작업 지시 -
"[Batch spec] Target class: number" 문구가 있는 줄부터 "177, 177, 220]]" 문구가 있는 줄까지의 모든 행을 열 두 개짜리 CSV로 바꿔 주세요. 머리글은 query와 result로 하고, 행 하나당 CSV 한 줄에 행의 본문과 답을 각각 큰따옴표로 감싼 필드 하나씩에 담되 줄바꿈은 공백으로 바꾸세요.

주어진 데이터 -
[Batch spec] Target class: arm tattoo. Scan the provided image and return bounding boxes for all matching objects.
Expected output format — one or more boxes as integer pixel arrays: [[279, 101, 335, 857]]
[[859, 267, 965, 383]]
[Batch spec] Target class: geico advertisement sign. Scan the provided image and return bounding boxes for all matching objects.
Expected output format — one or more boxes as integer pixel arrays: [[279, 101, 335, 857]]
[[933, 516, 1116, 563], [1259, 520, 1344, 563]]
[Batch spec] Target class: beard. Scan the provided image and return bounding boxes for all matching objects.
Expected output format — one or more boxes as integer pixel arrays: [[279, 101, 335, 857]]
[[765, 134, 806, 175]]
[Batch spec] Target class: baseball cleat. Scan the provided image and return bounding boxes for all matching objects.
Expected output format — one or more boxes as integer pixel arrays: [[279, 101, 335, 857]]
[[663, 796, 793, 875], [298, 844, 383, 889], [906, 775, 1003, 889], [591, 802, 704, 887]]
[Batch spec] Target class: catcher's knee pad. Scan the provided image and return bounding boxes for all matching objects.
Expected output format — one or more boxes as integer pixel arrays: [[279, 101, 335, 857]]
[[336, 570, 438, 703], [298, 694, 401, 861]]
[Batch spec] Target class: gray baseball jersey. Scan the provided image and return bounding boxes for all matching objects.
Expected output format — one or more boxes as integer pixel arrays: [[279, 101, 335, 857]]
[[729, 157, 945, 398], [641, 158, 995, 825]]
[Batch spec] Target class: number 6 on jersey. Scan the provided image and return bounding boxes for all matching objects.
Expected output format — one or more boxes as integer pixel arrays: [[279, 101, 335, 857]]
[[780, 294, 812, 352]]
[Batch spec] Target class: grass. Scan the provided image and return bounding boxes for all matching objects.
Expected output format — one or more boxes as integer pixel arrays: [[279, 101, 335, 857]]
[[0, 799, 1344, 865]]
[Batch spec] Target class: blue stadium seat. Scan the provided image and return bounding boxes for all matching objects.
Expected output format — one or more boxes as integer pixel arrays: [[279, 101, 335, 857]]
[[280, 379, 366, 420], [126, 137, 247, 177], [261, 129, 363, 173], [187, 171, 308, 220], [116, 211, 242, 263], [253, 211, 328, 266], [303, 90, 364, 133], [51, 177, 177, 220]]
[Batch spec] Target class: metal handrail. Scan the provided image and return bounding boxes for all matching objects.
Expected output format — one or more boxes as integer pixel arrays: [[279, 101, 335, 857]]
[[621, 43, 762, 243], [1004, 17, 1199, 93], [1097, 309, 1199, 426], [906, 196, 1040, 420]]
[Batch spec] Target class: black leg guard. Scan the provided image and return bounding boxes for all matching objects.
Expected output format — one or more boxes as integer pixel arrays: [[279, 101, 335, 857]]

작성된 풀이 -
query,result
"[Batch spec] Target class: number 6 on jersey. Scan the provided image and return bounding boxes for all matching objects. Expected output format — one or more boxes as integer pixel arrays: [[279, 101, 335, 857]]","[[780, 294, 812, 352]]"
"[Batch spec] Target class: grass. Scan the provided image and return bounding boxes for all matching objects. Expected output format — one or more boxes as integer pixel arrays: [[279, 101, 335, 857]]","[[0, 799, 1344, 865]]"
"[Batch spec] Target class: blue stadium seat. Scan the provided image and return bounding boxes for all matching objects. Expected output format — one or more boxes as integer pixel arrays: [[279, 101, 335, 857]]","[[280, 379, 366, 420], [126, 137, 247, 177], [261, 129, 363, 173], [187, 171, 308, 220], [116, 211, 242, 263], [253, 211, 328, 266], [303, 90, 364, 133], [51, 177, 177, 220]]"